Task item: Each entry is to be retyped exactly as it appears, and each image is to be dropped.
[[ Information open ]]
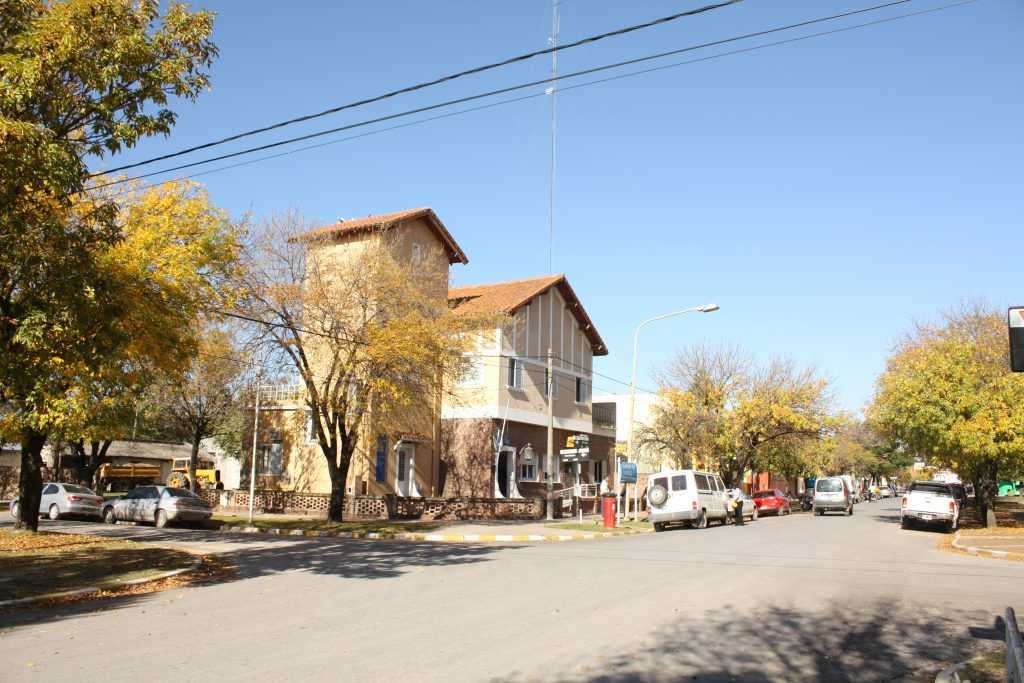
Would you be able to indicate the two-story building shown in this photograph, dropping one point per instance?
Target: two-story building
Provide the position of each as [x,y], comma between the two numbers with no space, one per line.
[497,419]
[500,402]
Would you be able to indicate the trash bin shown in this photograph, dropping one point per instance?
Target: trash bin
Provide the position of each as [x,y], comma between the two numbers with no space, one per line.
[608,510]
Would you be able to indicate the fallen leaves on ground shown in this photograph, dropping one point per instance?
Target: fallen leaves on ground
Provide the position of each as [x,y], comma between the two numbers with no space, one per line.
[13,541]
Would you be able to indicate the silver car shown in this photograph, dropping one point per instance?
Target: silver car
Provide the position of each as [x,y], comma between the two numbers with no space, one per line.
[65,500]
[160,505]
[832,495]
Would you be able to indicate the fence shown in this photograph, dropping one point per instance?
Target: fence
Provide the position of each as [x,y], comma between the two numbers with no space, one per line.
[1015,649]
[377,507]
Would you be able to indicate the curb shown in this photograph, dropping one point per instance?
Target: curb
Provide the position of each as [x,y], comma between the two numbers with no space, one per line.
[984,552]
[197,562]
[434,538]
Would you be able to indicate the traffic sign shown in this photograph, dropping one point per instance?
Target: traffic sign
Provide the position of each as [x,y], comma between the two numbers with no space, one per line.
[1015,323]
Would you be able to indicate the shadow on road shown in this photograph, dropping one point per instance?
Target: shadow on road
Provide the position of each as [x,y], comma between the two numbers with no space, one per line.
[252,556]
[837,642]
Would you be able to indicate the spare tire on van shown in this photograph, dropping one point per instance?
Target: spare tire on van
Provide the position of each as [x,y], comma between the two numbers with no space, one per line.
[657,496]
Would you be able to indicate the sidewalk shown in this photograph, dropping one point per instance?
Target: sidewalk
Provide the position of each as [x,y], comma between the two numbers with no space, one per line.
[443,531]
[999,543]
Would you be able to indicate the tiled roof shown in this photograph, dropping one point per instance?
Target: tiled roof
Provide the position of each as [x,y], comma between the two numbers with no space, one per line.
[384,221]
[508,296]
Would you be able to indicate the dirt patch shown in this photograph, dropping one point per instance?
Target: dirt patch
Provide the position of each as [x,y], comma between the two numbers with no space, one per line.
[33,564]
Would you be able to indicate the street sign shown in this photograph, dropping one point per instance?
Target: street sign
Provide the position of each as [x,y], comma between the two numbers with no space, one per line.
[1015,322]
[573,455]
[578,440]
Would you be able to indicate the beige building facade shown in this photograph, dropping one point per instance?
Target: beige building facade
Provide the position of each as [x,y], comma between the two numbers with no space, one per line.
[471,442]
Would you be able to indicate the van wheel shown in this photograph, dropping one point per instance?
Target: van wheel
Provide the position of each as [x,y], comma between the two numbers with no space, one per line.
[701,520]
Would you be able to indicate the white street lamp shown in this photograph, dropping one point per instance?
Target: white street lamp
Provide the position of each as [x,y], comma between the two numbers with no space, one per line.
[707,308]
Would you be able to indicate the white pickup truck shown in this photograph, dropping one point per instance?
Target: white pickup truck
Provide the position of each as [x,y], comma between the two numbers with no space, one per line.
[930,503]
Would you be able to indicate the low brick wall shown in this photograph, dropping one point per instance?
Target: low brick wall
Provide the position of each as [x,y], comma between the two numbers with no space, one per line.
[467,508]
[373,507]
[315,505]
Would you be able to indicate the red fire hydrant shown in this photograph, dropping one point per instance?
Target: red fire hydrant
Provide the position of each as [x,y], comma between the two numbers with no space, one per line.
[608,510]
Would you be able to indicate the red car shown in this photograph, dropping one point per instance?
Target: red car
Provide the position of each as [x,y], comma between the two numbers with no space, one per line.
[771,500]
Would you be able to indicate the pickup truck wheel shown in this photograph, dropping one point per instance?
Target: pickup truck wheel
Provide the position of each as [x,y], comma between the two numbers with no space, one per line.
[701,520]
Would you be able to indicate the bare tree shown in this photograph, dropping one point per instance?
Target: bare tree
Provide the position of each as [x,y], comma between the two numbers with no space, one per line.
[368,332]
[203,401]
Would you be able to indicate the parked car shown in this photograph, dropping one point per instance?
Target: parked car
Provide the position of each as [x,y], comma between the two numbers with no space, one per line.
[832,495]
[772,500]
[689,497]
[930,503]
[960,493]
[160,505]
[65,500]
[853,491]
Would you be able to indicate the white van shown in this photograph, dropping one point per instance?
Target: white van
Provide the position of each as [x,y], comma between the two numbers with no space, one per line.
[689,497]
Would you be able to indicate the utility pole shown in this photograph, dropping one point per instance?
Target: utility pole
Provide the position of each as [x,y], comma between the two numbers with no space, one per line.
[555,26]
[551,436]
[252,465]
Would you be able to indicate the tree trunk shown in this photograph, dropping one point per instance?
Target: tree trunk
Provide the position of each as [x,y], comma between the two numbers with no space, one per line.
[989,481]
[31,480]
[192,462]
[339,476]
[85,463]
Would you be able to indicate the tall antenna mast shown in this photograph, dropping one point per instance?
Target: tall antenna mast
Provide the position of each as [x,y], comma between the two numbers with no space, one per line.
[555,22]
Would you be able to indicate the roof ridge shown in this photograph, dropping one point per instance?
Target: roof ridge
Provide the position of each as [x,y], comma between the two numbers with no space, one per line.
[554,276]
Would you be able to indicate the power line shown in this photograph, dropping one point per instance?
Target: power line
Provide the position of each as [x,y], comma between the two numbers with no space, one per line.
[513,88]
[437,81]
[560,90]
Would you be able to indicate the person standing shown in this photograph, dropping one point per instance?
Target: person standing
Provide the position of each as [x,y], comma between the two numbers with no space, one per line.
[737,506]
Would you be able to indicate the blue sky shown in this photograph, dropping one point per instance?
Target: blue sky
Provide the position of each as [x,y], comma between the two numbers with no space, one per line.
[825,194]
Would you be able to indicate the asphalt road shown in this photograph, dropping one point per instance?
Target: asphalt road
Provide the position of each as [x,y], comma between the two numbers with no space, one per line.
[800,598]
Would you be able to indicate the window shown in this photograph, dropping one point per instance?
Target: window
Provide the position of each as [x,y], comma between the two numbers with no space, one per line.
[527,471]
[828,485]
[272,456]
[553,384]
[928,487]
[472,374]
[582,392]
[310,432]
[380,468]
[515,374]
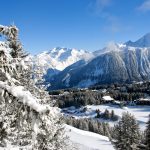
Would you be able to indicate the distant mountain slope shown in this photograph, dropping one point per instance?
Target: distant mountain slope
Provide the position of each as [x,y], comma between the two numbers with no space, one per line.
[57,59]
[122,65]
[142,42]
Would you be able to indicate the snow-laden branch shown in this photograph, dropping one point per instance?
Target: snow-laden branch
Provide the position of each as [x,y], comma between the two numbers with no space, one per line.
[[ Information closed ]]
Answer for the task:
Would you be able to indicate the two-story building shown in this photograph, dropping one point per instance?
Target: two-story building
Provide the position of each as [x,y], comma between the two numbers with no space, one per line.
[497,419]
[500,402]
Would you be able to indicate the trash bin shown in this photograph, dropping one point per instance?
Target: trash bin
Provide the position of each as [x,y], comma between the two numbers with no space, one per line.
[608,510]
Would you be able to indicate the fallen leaves on ground shown in this photograph, dropping one point per instance?
Target: fallen leaves on ground
Provide the position of each as [x,y], comma between the two numbers with no space, one per line.
[13,541]
Would you be able to indicate the silver car shown in this photograph, dropping one point per instance?
Target: silver car
Provide the position of each as [x,y], comma between the two numbers with no space, one per line.
[65,500]
[160,505]
[832,495]
Would you be able to indicate the fence shown in this photograph, dropping one point per instance?
Target: fence
Provide the position of each as [x,y], comma between the two numbers with no space, one per line.
[1015,649]
[377,507]
Would you be able to indicate the curb shown in this photograph, dropping one point per instance?
Target: curb
Provide the position of each as [x,y], comma between the two numbers with no space, one per line.
[984,552]
[197,562]
[434,538]
Would you be able to indicate the traffic sign shown in this photograph, dropping one point per instance?
Target: traffic sign
Provide the position of each as [x,y], comma between the two numbers with no space, one per line.
[1015,323]
Would you be able to indicate the shadow on road shown in this photograph, dropping one point per instance?
Target: shadow on road
Provide the position of each as [x,y], comma between the two numbers with no space, one per line.
[252,556]
[837,642]
Would you be able to indicate the spare tire on van shown in this photograph, dropping one point per instance?
Target: spare tire on van
Provide the position of each as [x,y], comma between the two numbers with no space, one per line.
[657,496]
Would you be able to indicate the sidewalk shown in this photograph, dropping one point per instance?
Target: sidewalk
Provide the position of each as [x,y], comma between the two numbers with no space, one per line.
[443,531]
[999,543]
Would you be able to indicate the tiled roof shown in this photograph, dropping one point per instance?
Target: tiled roof
Provide the position of each as [x,y], comma between the two numbers with no space, one per line.
[384,221]
[508,296]
Would you be able to indicate the dirt patch shown in this photograph, dropping one point per instance?
Target: dirt patch
Provide the position of each as [x,y], comma between the two numbers with no space, one per line.
[33,564]
Would you be able to indicate the street sign shown in this photograph, dropping one point per instance?
Target: street sign
Provide the position of each as [x,y], comma between the two numbers with no space, one per line.
[1015,322]
[573,455]
[578,440]
Would you be able to indicate the beige building facade shown in this photograph, dropping one point per instance?
Target: beige building facade
Provide the position of each as [x,y], comma between the two numbers with no space, one per line.
[471,442]
Would you be able to indicate the van wheel shown in this photograph, dropping one point per instance?
Target: van wheel
Provide the position of each as [x,y], comma between the two numbers with no space, one per line.
[701,520]
Would you be able to indicate the white street lamp shown in this photograph, dropping one point per instance?
Target: white street lamp
Provide the position of each as [x,y], comma between the two numbers with no space, one per line.
[707,308]
Would you be able to indicate the white pickup truck shown in this photograph, dropping one point per instance?
Target: white pickup truck
Provide the position of each as [x,y], comma between the two numbers with no space, one per line.
[930,503]
Would you be able to indicate the low brick wall shown in this photograph, dropping one point per instance?
Target: low brick wall
Provide the position of each as [x,y], comma between the two numbers with no space, one per line.
[467,508]
[373,507]
[315,505]
Would you be able to indicate the red fire hydrant shown in this photograph, dropping one point per instance?
Target: red fire hydrant
Provide the position of each as [x,y], comma between the two numbers with no space, one per line.
[608,510]
Would you be able to indicate the red car shown in this photograph, dropping one point per instance?
Target: red car
Provide the position of each as [x,y], comma between the two numbers with no space, one per line.
[771,500]
Would you be able to indicate the pickup truck wheel shown in this photograph, dropping one point per instance?
Target: pickup truck wheel
Provide the position of each as [x,y], comma between the two numbers with no space, one per line.
[701,520]
Would you be able to indicate the bare tree shown in this photograph, dropping one point per instance?
Target: bare tree
Provide the position of each as [x,y], comma between the two numbers with no space, one per line.
[368,332]
[203,401]
Would you be able to indicate the parked car shown in this photograph, dropping one point per instance?
Target: parked car
Provide the position of each as [x,y], comma between the two numbers with no space, one per line.
[832,495]
[772,500]
[689,497]
[930,503]
[960,493]
[160,505]
[65,500]
[853,491]
Would you be able to indicate the white van shown in this photograph, dropping one point per instance?
Target: white van
Provide the position of each as [x,y], comma between the two numbers with no space, one per line.
[689,497]
Would you be able to indicate the utility pole shown in this photograph, dropping one point per instance?
Target: utility pole
Provide the position of each as [x,y], comma between the two numbers with no space, one per line.
[555,26]
[551,436]
[252,465]
Would you be able to indicate the tree trunk shown in this photograph, dropping one point per instance?
Target: tree trunk
Provide the position of each as [x,y], comma between the two numbers with no space, one per line.
[989,481]
[31,480]
[192,462]
[339,476]
[85,463]
Would you be able to indicate the tall antenna mast shown in this photograph, dropping one point per instance?
Target: tall antenna mast
Provide the position of each as [x,y], comma between the two numbers with no space, one per line.
[555,22]
Would you be able to indicate the roof ridge shown in this photograph, dropping one point per instance?
Target: roof ridge
Provide the position of each as [x,y], comma between the two numbers with no space, one per line.
[554,276]
Would you be able to indicate the power line shown in this photograph, dropping one point per instance?
Target: power line
Provide the position of each as [x,y], comma between the two numbers with no space, one per line.
[513,88]
[437,81]
[560,90]
Would you be able to indicate the person standing shown in this photograph, dropping one point per instance?
Target: person standing
Provide the position of each as [x,y], comma between the two numbers with no space, one per line.
[737,506]
Would you be able to indicate the blue sky shown in this photograph, dropping one point per instance?
Target: blue sky
Provide the position of each as [x,y], comma between the two numbers with no space, one per line.
[825,194]
Would you be able to indicate the asphalt road shown in this photograph, dropping one point per instance?
Target: asphalt road
Provide the position of each as [x,y], comma between the two numbers with no space, one per line.
[800,598]
Would you be able to indicate the window shown in this photograph, dropping one point per instance?
Target: window
Provide the position of each as [x,y], comma between the two numbers with no space, one per line.
[527,471]
[828,485]
[272,456]
[553,384]
[928,487]
[472,374]
[582,392]
[310,432]
[380,468]
[515,374]
Would you be able to indicate the distant mountain slope shown in this photograph, dropping one point per instance?
Target: distant mountain slope
Provide the position of each as [x,y], comma between the two numbers with no space, one per line.
[57,59]
[122,65]
[142,42]
Would you be able to indicate the snow-laden branch shown in this photograph, dropping one point per instance?
Target: snow-laden branch
Provide the position of each as [x,y], comma between the two numbers with no space, one per line.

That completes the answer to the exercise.